BRIEF: Copy the lines below verbatim, beginning with the line that includes "One point marks each instance of the decorative" and continuing to the end; leave out everything before it.

────────

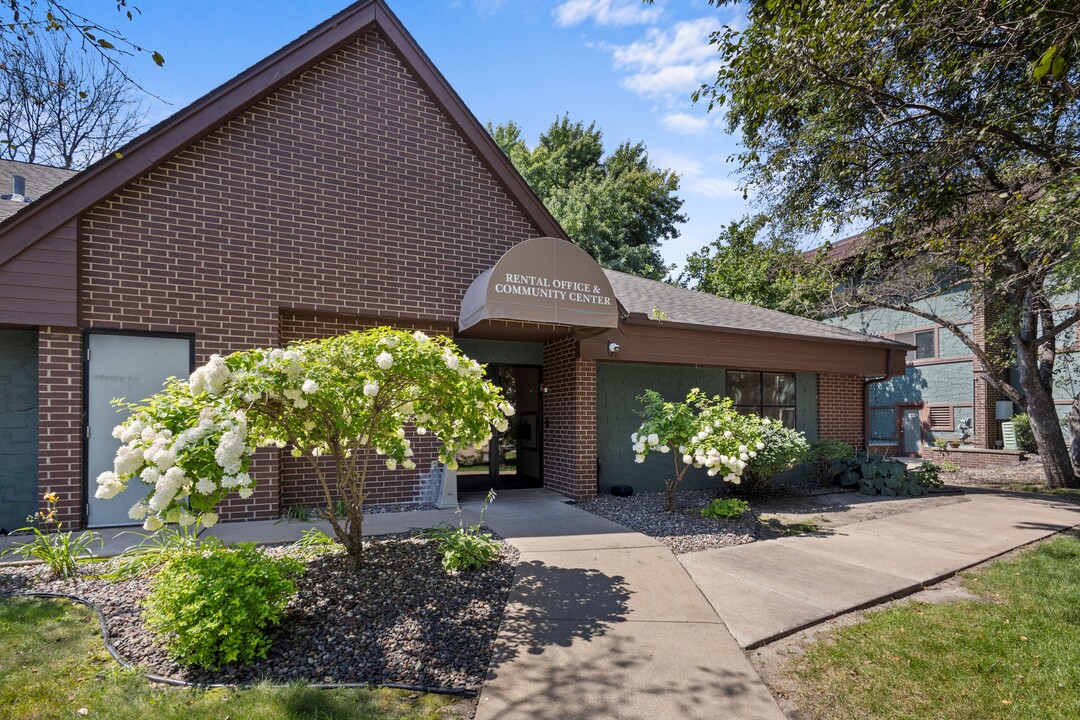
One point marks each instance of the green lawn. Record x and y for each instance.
(54, 665)
(1016, 656)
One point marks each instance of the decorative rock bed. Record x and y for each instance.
(402, 619)
(684, 530)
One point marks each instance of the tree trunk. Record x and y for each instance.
(1044, 424)
(1074, 419)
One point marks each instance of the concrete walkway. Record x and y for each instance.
(603, 622)
(769, 589)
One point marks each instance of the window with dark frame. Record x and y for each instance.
(925, 341)
(764, 394)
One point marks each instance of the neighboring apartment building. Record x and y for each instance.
(943, 385)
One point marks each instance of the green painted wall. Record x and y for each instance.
(502, 352)
(18, 426)
(618, 385)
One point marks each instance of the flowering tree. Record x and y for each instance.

────────

OUTPUT BELOW:
One point marks each instance of the decorative rock bed. Record x and y for each instance.
(402, 619)
(684, 530)
One point marks each instance of the tree trunk. Record x and y for each instance.
(1044, 424)
(1074, 419)
One point marks each instance of the concrete walkway. Record x and y for each instance.
(603, 622)
(769, 589)
One point marks each instance of the window with dark frame. Record x and y for each instance.
(925, 341)
(764, 394)
One point marks each instance of the neighboring apartment building. Record x and y for each instance.
(943, 385)
One point marks each instance of the green painted wall. Record x and y for each instance.
(502, 352)
(18, 426)
(618, 385)
One point marks each instance of the flowering tree. Record x and y for each instance.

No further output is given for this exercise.